Lignes:
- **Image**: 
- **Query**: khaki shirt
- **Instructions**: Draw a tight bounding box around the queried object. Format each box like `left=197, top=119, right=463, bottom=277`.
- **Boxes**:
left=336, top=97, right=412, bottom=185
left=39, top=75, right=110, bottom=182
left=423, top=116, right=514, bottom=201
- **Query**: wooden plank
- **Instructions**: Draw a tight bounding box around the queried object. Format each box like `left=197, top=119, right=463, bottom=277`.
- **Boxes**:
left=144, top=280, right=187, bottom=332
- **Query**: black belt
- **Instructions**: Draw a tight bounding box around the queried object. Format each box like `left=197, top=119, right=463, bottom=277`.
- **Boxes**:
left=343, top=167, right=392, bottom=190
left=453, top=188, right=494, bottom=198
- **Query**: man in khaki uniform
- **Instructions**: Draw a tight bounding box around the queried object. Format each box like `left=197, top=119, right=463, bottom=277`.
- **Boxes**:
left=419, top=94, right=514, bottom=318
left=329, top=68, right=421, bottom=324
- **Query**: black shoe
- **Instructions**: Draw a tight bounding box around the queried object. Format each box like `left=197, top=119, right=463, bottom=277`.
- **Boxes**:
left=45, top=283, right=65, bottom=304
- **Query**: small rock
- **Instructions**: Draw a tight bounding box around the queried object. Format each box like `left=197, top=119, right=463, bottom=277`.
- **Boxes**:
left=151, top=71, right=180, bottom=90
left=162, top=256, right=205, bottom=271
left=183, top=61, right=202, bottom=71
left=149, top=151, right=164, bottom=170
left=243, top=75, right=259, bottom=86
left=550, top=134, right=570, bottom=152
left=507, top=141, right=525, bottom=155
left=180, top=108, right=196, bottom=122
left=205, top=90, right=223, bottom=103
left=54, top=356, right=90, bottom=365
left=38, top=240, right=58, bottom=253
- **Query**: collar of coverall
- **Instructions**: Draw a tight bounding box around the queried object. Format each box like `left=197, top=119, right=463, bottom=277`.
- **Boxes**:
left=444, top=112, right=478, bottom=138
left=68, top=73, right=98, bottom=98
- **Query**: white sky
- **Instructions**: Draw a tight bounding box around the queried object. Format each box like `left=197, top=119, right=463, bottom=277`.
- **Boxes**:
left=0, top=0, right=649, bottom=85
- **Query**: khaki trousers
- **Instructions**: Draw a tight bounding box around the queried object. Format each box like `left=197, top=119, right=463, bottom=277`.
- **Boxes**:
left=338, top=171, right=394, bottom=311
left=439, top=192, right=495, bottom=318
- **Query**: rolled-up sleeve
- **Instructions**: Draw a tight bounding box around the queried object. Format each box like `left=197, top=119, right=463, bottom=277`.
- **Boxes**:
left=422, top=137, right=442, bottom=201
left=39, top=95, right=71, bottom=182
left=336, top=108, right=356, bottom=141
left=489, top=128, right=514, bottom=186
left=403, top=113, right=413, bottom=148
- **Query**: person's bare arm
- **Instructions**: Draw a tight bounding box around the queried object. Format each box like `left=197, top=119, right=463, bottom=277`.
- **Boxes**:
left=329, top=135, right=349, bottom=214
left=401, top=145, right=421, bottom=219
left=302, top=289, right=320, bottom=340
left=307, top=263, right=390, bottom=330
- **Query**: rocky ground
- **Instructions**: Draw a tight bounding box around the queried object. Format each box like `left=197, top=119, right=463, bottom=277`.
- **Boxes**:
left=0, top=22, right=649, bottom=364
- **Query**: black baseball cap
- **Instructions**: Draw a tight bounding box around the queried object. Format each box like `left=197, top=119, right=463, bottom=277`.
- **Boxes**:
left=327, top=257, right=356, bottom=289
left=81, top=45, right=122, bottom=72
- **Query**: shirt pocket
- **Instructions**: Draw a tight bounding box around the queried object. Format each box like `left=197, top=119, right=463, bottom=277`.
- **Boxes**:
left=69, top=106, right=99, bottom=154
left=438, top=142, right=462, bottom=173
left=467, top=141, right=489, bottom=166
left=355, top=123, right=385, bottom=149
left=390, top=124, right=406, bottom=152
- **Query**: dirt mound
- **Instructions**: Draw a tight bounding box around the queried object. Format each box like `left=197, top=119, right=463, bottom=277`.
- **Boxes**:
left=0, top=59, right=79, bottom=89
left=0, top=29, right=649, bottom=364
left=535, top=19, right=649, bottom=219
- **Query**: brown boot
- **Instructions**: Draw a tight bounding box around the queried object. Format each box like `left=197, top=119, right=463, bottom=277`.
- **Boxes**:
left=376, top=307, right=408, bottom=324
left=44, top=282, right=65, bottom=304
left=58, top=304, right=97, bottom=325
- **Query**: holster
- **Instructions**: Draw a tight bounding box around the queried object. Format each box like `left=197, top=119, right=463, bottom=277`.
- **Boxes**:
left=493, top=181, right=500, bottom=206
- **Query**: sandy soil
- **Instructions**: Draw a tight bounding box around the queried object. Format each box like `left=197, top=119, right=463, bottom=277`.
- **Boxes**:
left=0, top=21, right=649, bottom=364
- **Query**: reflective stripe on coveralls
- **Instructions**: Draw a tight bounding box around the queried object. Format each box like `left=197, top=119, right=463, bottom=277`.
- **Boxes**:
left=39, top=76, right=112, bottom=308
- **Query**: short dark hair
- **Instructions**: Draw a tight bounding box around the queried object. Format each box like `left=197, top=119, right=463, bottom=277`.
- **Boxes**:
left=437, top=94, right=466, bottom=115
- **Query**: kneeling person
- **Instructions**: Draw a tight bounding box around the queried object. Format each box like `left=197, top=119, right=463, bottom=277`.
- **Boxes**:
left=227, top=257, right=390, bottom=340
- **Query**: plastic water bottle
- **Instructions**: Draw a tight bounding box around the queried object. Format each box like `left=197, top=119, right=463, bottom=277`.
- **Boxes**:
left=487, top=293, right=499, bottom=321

--

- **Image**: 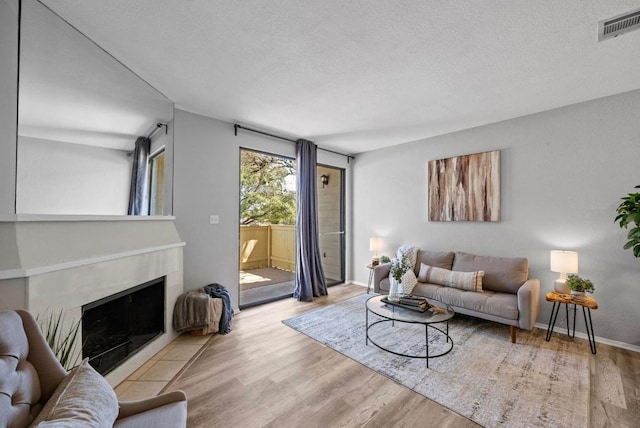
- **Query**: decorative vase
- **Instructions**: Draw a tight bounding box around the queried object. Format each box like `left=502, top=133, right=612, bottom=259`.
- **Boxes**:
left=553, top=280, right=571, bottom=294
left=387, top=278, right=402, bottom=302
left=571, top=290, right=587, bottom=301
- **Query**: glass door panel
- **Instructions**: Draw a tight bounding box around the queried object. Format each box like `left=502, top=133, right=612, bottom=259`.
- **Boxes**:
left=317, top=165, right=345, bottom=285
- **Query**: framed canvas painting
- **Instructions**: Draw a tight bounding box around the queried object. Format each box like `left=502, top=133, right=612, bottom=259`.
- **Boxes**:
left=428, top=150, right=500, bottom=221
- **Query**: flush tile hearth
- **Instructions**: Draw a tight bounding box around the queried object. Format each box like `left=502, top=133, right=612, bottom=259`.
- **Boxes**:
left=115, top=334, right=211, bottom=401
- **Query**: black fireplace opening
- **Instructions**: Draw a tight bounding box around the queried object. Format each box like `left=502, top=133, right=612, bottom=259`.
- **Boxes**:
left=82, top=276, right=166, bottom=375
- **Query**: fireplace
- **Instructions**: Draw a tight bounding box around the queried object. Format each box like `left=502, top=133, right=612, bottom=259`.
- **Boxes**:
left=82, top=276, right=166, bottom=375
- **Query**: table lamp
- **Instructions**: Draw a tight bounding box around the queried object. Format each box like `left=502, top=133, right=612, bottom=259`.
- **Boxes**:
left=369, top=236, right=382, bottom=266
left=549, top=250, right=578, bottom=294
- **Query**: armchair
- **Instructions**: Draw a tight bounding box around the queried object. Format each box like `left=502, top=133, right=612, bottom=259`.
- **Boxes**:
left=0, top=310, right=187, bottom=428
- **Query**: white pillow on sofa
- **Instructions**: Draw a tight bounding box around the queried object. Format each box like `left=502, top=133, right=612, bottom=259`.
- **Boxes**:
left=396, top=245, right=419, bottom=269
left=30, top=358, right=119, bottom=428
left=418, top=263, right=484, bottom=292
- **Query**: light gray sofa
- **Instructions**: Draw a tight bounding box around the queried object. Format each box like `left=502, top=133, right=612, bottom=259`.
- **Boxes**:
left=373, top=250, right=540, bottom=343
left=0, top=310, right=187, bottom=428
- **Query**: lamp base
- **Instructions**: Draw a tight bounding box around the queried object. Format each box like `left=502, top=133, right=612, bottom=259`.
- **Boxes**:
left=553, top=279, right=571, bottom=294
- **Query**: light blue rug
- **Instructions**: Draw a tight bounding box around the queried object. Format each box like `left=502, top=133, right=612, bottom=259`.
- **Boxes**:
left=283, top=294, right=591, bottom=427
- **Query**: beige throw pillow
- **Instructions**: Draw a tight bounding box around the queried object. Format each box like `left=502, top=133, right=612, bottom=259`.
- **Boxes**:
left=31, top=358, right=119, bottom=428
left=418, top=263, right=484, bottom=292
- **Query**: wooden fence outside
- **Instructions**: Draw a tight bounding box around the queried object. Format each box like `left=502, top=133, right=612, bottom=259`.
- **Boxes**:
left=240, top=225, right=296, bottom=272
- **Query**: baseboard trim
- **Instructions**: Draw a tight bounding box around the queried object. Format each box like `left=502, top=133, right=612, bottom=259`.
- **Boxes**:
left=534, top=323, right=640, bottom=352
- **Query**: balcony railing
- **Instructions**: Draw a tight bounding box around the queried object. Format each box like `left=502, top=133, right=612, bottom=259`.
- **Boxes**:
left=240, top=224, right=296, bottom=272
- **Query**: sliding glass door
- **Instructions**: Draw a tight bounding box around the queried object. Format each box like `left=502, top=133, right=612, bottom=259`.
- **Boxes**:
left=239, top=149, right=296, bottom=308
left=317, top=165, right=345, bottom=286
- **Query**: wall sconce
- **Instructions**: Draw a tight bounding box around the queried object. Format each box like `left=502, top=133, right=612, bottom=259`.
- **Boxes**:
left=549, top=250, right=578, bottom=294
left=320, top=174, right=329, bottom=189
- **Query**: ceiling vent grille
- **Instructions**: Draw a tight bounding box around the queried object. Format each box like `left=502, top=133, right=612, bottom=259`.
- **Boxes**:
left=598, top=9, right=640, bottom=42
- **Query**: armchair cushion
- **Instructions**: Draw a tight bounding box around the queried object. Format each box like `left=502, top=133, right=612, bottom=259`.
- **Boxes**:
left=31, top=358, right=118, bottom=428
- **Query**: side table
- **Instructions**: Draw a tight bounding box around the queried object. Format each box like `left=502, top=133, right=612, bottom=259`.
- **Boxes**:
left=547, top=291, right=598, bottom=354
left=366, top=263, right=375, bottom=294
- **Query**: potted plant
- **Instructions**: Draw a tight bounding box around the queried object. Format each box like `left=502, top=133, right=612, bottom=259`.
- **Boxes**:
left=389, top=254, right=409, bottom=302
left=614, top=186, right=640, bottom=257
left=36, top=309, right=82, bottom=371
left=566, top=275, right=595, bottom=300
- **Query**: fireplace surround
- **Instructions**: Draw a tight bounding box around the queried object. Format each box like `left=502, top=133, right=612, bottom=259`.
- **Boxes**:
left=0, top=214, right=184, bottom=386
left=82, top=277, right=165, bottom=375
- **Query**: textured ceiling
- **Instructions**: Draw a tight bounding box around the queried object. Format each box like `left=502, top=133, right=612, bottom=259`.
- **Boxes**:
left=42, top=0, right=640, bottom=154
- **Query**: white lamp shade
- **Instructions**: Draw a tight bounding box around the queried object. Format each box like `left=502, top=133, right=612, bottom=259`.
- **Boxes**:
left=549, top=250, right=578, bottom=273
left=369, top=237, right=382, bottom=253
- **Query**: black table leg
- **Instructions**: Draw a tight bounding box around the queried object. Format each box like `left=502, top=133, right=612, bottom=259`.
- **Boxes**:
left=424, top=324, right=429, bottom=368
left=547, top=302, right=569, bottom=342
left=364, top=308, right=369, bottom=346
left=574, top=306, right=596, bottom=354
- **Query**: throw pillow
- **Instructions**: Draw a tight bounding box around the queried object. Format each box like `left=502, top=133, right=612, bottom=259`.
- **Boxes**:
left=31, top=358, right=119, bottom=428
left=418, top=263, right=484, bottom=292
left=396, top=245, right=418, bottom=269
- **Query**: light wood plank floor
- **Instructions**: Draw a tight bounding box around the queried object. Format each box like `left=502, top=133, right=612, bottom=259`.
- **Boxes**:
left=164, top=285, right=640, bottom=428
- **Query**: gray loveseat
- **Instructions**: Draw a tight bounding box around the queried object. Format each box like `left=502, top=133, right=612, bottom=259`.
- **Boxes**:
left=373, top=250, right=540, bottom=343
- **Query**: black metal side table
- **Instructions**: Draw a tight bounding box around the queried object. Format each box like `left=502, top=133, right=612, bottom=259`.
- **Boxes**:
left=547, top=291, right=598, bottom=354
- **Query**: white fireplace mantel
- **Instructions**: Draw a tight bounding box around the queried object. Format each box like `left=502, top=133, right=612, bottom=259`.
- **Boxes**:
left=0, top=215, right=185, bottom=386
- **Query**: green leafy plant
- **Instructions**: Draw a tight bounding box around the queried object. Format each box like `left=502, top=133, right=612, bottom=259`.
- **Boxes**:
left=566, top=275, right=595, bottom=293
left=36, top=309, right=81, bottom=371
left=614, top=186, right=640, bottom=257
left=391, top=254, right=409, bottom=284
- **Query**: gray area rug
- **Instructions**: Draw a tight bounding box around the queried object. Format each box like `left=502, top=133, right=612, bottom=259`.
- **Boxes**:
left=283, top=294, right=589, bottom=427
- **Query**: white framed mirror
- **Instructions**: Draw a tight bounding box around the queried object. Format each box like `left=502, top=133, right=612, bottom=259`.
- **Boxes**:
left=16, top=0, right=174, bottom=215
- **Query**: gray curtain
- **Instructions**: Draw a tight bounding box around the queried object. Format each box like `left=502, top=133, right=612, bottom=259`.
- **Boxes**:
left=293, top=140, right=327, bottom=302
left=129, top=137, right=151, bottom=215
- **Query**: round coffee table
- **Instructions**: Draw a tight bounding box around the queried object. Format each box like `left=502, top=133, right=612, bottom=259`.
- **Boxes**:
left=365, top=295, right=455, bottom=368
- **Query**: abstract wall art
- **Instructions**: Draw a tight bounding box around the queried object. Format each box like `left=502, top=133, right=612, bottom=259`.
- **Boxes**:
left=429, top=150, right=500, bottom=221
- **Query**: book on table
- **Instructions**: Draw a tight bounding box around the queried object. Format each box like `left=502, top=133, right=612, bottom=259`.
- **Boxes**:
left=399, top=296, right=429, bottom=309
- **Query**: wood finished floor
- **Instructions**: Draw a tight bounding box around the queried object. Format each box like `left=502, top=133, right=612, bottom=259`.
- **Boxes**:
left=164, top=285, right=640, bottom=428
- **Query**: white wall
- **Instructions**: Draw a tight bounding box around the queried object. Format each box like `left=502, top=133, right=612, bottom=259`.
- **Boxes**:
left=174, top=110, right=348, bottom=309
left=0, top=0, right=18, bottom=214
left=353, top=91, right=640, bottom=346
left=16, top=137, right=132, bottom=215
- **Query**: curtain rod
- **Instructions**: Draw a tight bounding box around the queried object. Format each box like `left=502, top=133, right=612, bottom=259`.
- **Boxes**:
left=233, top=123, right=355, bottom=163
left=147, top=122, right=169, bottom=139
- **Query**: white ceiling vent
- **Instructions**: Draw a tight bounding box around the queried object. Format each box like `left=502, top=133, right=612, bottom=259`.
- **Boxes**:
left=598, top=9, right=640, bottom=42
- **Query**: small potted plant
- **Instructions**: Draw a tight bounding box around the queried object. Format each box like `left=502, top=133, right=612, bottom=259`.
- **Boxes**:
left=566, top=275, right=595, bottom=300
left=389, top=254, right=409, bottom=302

À faire:
Présentez les items, de la ligne contenant "- **Query**: throw pillow" jusqu'à la ligne contenant "left=396, top=245, right=418, bottom=269" incluse, sous forme de CSV à deux colonnes nommées requete et reponse. Mettez une ligne par item, avec chaque champ entre guillemets et les retours à la ligne remplacés par des espaces.

Solution:
requete,reponse
"- **Query**: throw pillow - **Instructions**: Draw a tight bounding box around the queried object. Format each box like `left=502, top=133, right=612, bottom=259`. - **Boxes**:","left=31, top=358, right=119, bottom=428 left=418, top=263, right=484, bottom=292 left=396, top=245, right=418, bottom=269"